▸ Reading text:
◇ ◇ ◇ ◇
A Jupyter Notebook performing Exploratory Data Analysis (EDA) and unsupervised anomaly detection on the CERN 2010 MultiJet dataset. An IsolationForest model is used to identify rare collision events relevant to new physics searches, successfully flagging events with high mass (MR), imbalance (Rsq), and missing energy (MET).
This project demonstrates a model-agnostic approach to searching for new physics in unlabeled particle collision data. By applying an unsupervised machine learning model (IsolationForest), we can identify statistically rare events without any prior assumptions about a signal. The analysis shows that the model autonomously learns to flag events with the same key characteristics that physicists traditionally use in searches for phenomena like Supersymmetry (SUSY).
◇ ◇ ◇ ◇
Records from a data source:
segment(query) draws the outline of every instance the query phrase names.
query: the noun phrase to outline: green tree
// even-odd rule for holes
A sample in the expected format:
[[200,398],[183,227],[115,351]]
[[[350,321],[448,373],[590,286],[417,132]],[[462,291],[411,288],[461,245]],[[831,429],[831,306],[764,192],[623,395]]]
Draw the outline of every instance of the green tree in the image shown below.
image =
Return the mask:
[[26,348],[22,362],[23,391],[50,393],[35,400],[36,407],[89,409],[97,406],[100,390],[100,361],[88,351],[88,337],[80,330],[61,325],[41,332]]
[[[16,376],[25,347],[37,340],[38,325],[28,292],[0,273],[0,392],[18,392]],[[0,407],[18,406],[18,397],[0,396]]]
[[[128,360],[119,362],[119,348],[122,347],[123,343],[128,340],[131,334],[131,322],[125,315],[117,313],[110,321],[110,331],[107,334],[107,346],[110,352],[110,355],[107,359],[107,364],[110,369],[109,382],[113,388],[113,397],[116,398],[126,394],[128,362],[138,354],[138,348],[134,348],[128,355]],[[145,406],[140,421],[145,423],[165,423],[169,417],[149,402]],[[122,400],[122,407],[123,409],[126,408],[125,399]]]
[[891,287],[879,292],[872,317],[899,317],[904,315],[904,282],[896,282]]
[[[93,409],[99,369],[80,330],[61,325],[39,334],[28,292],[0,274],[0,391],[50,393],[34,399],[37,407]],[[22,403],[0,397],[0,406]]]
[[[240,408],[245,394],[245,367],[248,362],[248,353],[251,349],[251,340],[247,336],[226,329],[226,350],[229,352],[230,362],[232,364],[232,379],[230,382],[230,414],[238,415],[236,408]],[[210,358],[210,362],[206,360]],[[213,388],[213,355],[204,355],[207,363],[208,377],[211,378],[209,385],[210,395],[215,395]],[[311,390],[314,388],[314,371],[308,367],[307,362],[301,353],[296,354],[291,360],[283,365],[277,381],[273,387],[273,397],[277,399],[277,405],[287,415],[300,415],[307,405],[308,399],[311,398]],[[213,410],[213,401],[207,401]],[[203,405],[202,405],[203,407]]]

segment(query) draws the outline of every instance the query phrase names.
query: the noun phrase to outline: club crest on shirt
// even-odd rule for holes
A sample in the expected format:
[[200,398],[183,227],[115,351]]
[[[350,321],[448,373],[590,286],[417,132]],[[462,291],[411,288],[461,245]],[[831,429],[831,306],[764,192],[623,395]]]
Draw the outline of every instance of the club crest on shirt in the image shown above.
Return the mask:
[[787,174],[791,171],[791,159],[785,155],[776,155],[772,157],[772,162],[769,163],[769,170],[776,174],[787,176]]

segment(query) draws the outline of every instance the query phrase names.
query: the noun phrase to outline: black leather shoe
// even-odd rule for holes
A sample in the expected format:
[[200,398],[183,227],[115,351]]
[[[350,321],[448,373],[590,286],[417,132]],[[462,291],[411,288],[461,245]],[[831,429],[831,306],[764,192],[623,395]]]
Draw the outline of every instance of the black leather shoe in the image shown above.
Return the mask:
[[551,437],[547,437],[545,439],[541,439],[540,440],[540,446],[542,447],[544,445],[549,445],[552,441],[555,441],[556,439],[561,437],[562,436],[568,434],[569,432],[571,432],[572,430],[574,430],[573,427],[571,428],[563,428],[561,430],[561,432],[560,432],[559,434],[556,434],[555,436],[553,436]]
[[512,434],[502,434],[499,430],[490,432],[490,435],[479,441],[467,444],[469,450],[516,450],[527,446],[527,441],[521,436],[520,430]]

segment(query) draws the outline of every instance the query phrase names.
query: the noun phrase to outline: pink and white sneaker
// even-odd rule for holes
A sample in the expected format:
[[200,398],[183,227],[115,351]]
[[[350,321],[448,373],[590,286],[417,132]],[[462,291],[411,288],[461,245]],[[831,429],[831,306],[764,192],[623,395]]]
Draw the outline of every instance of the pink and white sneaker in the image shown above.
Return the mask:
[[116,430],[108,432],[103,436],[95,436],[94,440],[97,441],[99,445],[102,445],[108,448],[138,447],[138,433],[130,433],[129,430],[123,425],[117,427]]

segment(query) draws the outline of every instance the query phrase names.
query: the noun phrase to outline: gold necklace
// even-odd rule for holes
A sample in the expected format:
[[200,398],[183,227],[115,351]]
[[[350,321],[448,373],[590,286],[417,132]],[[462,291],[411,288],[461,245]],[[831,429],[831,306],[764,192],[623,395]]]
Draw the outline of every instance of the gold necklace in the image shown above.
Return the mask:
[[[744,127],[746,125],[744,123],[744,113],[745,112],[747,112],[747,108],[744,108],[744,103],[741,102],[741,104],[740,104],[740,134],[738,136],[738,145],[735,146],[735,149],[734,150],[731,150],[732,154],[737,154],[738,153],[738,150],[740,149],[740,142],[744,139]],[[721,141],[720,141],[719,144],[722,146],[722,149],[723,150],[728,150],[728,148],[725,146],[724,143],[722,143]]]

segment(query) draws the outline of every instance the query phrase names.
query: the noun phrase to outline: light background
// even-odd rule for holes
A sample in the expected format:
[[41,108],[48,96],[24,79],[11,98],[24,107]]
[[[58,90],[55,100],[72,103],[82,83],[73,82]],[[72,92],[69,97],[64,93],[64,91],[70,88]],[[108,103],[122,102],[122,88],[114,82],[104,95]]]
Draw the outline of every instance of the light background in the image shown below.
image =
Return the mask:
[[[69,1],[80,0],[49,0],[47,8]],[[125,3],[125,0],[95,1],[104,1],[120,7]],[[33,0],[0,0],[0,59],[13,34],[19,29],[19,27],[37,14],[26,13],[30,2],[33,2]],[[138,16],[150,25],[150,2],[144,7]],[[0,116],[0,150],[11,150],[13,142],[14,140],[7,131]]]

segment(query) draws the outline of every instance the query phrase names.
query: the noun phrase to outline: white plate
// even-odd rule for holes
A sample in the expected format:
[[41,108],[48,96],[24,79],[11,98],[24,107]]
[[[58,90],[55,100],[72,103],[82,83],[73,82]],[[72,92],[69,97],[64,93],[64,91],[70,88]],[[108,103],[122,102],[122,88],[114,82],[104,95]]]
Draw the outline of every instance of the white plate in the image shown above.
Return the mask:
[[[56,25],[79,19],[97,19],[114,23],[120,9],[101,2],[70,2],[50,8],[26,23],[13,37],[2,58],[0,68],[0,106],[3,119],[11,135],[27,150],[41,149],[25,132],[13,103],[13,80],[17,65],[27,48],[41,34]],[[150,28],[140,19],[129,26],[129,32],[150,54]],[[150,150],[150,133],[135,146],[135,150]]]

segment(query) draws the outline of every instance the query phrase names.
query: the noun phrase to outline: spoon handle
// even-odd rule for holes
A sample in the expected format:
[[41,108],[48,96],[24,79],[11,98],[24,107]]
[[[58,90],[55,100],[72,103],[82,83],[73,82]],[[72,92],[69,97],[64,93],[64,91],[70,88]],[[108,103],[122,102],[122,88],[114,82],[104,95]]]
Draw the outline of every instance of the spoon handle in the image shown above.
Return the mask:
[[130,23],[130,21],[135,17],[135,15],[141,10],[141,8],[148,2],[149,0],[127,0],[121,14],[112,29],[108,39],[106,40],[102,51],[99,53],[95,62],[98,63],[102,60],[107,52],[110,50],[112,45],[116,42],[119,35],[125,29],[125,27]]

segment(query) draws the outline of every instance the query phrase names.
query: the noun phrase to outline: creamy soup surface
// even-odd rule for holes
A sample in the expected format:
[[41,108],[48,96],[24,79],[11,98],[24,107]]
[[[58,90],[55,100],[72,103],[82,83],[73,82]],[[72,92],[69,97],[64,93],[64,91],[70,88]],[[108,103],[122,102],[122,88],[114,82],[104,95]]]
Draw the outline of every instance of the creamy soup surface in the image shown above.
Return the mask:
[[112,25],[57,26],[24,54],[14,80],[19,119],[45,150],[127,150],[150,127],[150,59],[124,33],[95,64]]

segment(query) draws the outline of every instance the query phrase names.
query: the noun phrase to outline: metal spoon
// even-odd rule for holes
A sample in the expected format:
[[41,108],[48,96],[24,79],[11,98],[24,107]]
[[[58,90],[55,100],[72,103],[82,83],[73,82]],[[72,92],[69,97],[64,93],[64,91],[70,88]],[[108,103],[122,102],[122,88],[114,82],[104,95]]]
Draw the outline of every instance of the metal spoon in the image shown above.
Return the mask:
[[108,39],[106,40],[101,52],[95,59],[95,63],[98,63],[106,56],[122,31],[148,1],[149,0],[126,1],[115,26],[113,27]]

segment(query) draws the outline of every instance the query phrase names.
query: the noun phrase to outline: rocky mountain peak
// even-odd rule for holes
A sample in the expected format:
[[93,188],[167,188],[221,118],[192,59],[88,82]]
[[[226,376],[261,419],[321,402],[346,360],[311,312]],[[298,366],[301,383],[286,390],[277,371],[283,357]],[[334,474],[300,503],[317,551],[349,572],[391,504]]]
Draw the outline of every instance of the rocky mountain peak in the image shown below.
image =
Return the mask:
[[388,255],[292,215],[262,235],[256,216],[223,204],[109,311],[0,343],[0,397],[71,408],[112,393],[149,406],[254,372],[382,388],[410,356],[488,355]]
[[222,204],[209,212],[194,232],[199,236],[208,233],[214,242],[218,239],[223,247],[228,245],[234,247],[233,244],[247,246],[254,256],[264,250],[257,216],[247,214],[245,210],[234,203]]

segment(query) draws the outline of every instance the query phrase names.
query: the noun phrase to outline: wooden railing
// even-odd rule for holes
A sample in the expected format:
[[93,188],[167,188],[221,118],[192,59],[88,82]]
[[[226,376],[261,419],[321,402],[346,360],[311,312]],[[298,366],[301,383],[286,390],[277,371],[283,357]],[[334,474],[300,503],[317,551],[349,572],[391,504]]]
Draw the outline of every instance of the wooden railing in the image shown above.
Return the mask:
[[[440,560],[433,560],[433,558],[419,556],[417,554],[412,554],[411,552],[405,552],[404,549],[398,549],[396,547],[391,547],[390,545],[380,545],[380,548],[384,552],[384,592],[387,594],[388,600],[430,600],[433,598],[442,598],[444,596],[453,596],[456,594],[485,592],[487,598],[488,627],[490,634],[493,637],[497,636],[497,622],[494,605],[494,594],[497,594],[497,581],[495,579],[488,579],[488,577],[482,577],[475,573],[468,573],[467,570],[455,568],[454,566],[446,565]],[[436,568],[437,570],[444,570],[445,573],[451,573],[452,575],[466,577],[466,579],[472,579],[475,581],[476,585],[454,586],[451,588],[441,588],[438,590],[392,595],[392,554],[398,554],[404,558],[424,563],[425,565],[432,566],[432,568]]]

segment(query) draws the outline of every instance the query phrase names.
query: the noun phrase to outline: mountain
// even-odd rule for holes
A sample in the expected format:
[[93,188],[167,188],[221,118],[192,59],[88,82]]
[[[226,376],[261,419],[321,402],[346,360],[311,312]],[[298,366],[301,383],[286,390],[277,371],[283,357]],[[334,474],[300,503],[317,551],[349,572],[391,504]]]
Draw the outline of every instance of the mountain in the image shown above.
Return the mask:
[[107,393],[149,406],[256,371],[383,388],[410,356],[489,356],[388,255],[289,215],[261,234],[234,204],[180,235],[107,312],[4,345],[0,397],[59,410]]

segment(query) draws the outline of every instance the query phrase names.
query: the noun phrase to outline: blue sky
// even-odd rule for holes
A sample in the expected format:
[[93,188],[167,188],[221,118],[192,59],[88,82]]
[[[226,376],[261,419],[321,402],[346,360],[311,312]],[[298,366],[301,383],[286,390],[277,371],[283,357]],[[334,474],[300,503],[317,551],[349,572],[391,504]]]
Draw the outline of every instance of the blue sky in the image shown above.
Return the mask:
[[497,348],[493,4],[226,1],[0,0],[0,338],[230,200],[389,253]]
◇ ◇ ◇ ◇
▸ Task brief: Carry on the description of the CERN MultiJet anomaly-detection notebook from the point where it stops.

▸ Output:
The dataset used is the MultiJet Primary Dataset from the 2010 Run B at CERN. It contains kinematic variables for events selected by a multi-jet trigger. The key variables for this analysis are the "Razor" variables MR (approximating the mass scale) and Rsq (related to event imbalance), along with other event properties like HT (total energy) and MET (missing transverse energy).
- Exploratory Data Analysis (EDA): The notebook begins with a thorough exploration of the dataset's features, focusing on the distributions of the key kinematic variables and their correlations.
- Feature Engineering: New, physically-motivated features such as
MET_over_HTandpt_ratioare created to provide the model with more information. - Unsupervised Anomaly Detection: An
IsolationForestmodel is trained on the kinematic features. This model learns the distribution of "normal" background events and assigns an anomaly score to each event. Events that are easily isolated are considered anomalous.
The analysis successfully identifies a small fraction of events (5%) that are highly anomalous. These events are the most promising candidates for new physics.
The majority of events cluster at low MR and low Rsq. The goal of a physics search is to investigate the sparse "tail" region at high MR and high Rsq.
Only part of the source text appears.